- Labeled region records
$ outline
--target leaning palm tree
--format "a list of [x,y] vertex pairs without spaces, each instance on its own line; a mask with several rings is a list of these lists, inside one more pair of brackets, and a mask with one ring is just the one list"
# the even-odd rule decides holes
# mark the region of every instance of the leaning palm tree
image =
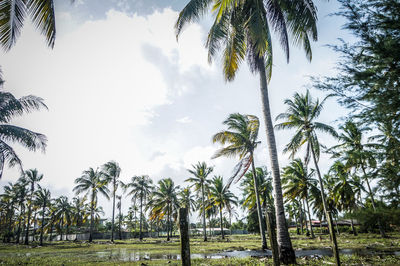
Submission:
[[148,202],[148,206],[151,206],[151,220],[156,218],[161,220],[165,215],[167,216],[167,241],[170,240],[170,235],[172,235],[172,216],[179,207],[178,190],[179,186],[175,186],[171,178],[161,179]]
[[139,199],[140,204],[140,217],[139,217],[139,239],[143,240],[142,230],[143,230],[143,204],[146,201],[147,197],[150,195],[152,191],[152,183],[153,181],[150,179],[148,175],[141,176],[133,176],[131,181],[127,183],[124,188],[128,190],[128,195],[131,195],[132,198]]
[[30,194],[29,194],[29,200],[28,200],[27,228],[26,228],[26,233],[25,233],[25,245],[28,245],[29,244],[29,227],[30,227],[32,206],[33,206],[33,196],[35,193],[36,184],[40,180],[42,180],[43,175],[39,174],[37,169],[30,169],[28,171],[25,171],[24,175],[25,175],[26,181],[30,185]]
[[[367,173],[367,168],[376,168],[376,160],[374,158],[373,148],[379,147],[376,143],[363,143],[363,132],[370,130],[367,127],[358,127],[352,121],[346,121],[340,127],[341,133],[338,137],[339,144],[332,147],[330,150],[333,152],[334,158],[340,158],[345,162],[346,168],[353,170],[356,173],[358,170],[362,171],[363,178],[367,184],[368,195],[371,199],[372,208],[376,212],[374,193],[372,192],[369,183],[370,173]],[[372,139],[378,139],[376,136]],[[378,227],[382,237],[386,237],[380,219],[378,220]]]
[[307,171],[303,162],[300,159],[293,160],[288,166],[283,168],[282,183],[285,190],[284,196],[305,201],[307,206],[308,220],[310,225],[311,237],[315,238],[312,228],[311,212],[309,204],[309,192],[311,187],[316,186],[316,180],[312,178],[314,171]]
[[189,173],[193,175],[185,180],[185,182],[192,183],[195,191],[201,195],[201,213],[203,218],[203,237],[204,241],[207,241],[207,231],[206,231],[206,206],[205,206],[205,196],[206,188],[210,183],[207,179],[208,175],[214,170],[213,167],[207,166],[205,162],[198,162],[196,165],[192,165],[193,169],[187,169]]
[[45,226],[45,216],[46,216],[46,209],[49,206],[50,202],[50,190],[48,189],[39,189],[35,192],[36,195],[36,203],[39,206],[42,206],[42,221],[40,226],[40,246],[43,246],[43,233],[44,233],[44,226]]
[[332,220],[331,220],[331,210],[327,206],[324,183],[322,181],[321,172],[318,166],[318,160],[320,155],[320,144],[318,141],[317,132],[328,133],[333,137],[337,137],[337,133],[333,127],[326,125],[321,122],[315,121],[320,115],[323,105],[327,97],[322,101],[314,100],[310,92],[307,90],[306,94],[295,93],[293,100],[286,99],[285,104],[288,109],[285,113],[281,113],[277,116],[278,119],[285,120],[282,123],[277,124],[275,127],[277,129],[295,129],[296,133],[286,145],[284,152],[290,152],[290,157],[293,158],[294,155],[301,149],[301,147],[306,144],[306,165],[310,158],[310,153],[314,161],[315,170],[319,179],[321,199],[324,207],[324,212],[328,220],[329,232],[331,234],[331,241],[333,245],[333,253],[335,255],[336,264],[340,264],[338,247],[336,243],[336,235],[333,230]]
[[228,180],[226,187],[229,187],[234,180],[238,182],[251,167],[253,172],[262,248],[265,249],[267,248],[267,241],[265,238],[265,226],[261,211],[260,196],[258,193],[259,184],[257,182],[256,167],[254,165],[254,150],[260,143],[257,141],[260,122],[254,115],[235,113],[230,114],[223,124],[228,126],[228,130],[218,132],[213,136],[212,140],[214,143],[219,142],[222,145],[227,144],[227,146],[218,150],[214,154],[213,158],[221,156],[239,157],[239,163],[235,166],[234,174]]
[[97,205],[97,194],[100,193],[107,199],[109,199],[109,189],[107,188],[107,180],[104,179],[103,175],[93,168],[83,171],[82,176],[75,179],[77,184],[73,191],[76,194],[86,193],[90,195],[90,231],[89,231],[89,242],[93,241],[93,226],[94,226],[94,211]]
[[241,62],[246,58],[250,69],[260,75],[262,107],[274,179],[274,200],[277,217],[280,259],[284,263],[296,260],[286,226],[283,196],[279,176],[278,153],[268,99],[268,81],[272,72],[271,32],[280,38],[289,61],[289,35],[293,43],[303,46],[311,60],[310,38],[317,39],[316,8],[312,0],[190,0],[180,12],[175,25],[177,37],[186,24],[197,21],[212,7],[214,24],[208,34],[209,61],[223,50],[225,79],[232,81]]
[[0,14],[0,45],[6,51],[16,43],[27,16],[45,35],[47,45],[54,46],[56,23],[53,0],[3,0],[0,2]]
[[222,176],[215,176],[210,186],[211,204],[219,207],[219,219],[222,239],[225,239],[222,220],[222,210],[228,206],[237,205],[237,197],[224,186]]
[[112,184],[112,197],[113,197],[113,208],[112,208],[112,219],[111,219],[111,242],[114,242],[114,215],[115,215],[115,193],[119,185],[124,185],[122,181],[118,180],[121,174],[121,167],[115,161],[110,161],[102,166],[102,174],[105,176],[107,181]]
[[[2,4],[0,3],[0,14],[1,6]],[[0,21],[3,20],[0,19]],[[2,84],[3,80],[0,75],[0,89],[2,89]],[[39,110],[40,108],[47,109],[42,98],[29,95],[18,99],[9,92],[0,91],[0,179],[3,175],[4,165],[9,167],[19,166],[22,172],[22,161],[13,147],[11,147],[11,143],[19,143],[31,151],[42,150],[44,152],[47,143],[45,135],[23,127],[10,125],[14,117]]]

- REQUIRED WORK
Recast every line of the entries above as a JSON list of strings, one string per line, with blank lines skipped. Leave the pictures out.

- RESPONSE FOR THIS EXERCISE
[
  "$ outline",
  "--target leaning palm tree",
  "--format \"a list of [x,y] vertex pairs without spaces, each instance on its own line; a mask with several rings is a list of these lists, inside one more pair of brackets, and a mask with one ring is just the one list\"",
  "# the even-odd rule decides holes",
  "# mark the region of every instance of the leaning palm tree",
  "image =",
  "Submission:",
  "[[148,202],[148,206],[151,206],[151,220],[156,218],[161,220],[165,215],[167,216],[167,241],[170,240],[170,235],[172,235],[172,216],[179,207],[178,190],[179,186],[175,186],[171,178],[161,179]]",
  "[[139,199],[140,204],[140,217],[139,217],[139,239],[143,240],[142,230],[143,230],[143,204],[146,201],[147,197],[150,195],[152,191],[152,183],[153,181],[150,179],[148,175],[141,176],[133,176],[131,181],[127,183],[124,188],[128,190],[128,195],[131,195],[132,198]]",
  "[[30,194],[29,194],[29,200],[28,200],[27,228],[26,228],[26,233],[25,233],[25,245],[28,245],[29,244],[29,227],[30,227],[32,206],[33,206],[33,196],[35,193],[36,184],[40,180],[42,180],[43,175],[39,174],[37,169],[30,169],[28,171],[25,171],[24,175],[25,175],[26,181],[30,185]]",
  "[[[367,173],[367,168],[376,168],[376,160],[374,158],[373,148],[379,147],[376,143],[363,143],[363,132],[370,130],[367,127],[358,127],[352,121],[346,121],[340,127],[341,133],[338,137],[339,144],[332,147],[330,150],[333,152],[334,158],[340,158],[345,162],[346,168],[353,170],[356,173],[358,170],[362,171],[363,178],[367,184],[368,195],[371,199],[372,208],[376,212],[374,193],[372,192],[369,183],[370,173]],[[372,139],[378,139],[376,136]],[[378,227],[382,237],[386,237],[380,219],[378,220]]]",
  "[[307,171],[303,162],[300,159],[293,160],[288,166],[283,168],[282,183],[285,190],[284,196],[305,201],[307,206],[308,220],[310,225],[311,237],[315,238],[312,228],[311,212],[309,204],[309,192],[311,187],[316,186],[316,180],[312,178],[314,171]]",
  "[[189,173],[193,175],[185,180],[185,182],[192,183],[195,191],[201,195],[201,213],[203,218],[203,237],[204,241],[207,241],[207,231],[206,231],[206,206],[205,206],[205,196],[206,188],[210,183],[207,179],[208,175],[214,170],[213,167],[207,166],[205,162],[198,162],[196,165],[192,165],[193,169],[187,169]]",
  "[[45,226],[45,216],[46,216],[46,209],[49,206],[50,202],[50,190],[48,189],[39,189],[35,192],[36,195],[36,203],[39,206],[42,206],[42,221],[40,226],[40,246],[43,246],[43,233],[44,233],[44,226]]",
  "[[332,220],[331,220],[331,210],[327,206],[324,183],[322,181],[321,172],[318,166],[318,160],[320,155],[320,144],[318,141],[317,132],[328,133],[333,137],[337,137],[337,133],[333,127],[326,125],[321,122],[315,121],[320,115],[323,105],[327,97],[322,101],[314,100],[310,92],[307,90],[306,94],[295,93],[293,100],[286,99],[285,104],[288,109],[285,113],[281,113],[277,116],[278,119],[285,120],[282,123],[277,124],[275,127],[277,129],[295,129],[296,133],[286,145],[284,152],[290,152],[290,157],[293,158],[294,155],[301,149],[301,147],[306,144],[306,165],[310,158],[310,153],[314,161],[315,170],[319,179],[321,199],[324,207],[324,212],[328,220],[329,232],[331,234],[331,241],[333,245],[333,253],[335,255],[336,264],[340,264],[338,247],[336,243],[336,235],[333,230]]",
  "[[228,180],[226,187],[229,187],[234,180],[238,182],[251,167],[253,172],[262,248],[265,249],[267,248],[267,241],[265,238],[265,226],[261,211],[260,196],[258,193],[259,184],[257,182],[256,167],[254,165],[254,150],[260,143],[257,141],[260,122],[254,115],[235,113],[230,114],[223,124],[228,126],[228,130],[218,132],[213,136],[212,140],[214,143],[219,142],[222,145],[227,144],[227,146],[218,150],[214,154],[213,158],[221,156],[239,157],[239,163],[235,166],[234,174]]",
  "[[97,205],[97,194],[100,193],[107,199],[109,199],[109,189],[107,188],[107,180],[104,179],[103,175],[93,168],[83,171],[82,176],[75,179],[77,184],[73,191],[76,194],[86,193],[90,195],[90,231],[89,231],[89,242],[93,241],[93,226],[94,226],[94,211]]",
  "[[241,62],[246,58],[250,69],[260,75],[262,107],[274,179],[274,200],[277,217],[280,259],[284,263],[296,260],[286,226],[283,196],[279,176],[278,153],[268,99],[268,81],[272,72],[271,32],[280,38],[289,61],[289,35],[293,43],[303,46],[311,60],[310,38],[317,39],[316,8],[312,0],[190,0],[180,12],[175,25],[177,37],[186,24],[197,21],[212,7],[214,24],[208,34],[209,61],[223,50],[225,79],[232,81]]",
  "[[0,14],[0,45],[6,51],[16,43],[27,16],[45,35],[47,45],[54,46],[56,23],[53,0],[3,0],[0,2]]",
  "[[222,176],[215,176],[210,186],[211,204],[219,207],[219,219],[222,239],[225,239],[222,220],[222,210],[228,206],[237,205],[237,197],[224,186]]",
  "[[112,184],[112,197],[113,197],[113,208],[112,208],[112,219],[111,219],[111,242],[114,242],[114,215],[115,215],[115,193],[119,185],[124,185],[122,181],[118,180],[121,174],[121,167],[115,161],[110,161],[102,166],[102,174],[105,176],[107,181]]",
  "[[[2,4],[0,3],[0,14],[1,6]],[[0,21],[3,20],[0,19]],[[2,84],[3,80],[0,75],[0,89],[2,89]],[[39,110],[40,108],[47,109],[42,98],[29,95],[18,99],[9,92],[0,91],[0,179],[3,175],[4,165],[9,167],[19,166],[22,172],[22,161],[13,147],[11,147],[11,143],[19,143],[31,151],[42,150],[44,152],[47,143],[45,135],[23,127],[10,125],[14,117]]]"
]